── RECORDED INFORMATION

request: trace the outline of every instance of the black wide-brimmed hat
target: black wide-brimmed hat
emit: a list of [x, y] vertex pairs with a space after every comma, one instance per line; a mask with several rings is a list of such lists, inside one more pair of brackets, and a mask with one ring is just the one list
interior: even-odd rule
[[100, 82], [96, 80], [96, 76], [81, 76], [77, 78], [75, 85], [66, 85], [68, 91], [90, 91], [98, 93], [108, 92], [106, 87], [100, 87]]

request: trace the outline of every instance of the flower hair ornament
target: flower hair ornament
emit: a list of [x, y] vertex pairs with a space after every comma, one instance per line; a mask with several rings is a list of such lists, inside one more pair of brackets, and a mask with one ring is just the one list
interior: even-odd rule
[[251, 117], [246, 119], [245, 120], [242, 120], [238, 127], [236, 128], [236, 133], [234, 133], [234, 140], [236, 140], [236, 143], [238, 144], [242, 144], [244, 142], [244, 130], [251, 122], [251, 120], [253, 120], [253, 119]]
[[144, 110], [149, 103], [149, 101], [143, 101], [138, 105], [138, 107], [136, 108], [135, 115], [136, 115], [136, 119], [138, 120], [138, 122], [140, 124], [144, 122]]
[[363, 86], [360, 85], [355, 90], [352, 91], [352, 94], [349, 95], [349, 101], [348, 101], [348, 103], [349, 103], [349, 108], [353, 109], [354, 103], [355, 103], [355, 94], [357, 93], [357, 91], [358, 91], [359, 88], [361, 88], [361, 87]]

────

Copy the entries from their start through the line that contains "87], [100, 87]]", substituting "dark wide-brimmed hat" for "black wide-brimmed hat" and keeping everything else the same.

request: trace the outline of every instance of the dark wide-brimmed hat
target: dark wide-brimmed hat
emit: a list of [x, y] vertex pairs with a space after every comma, one instance per line; a mask with several rings is a list of such lists, inside one more pair of brackets, and a mask with one ring is just the one list
interior: even-odd rule
[[100, 82], [96, 80], [96, 76], [81, 76], [77, 78], [75, 85], [66, 85], [68, 91], [90, 91], [98, 93], [108, 92], [106, 87], [100, 87]]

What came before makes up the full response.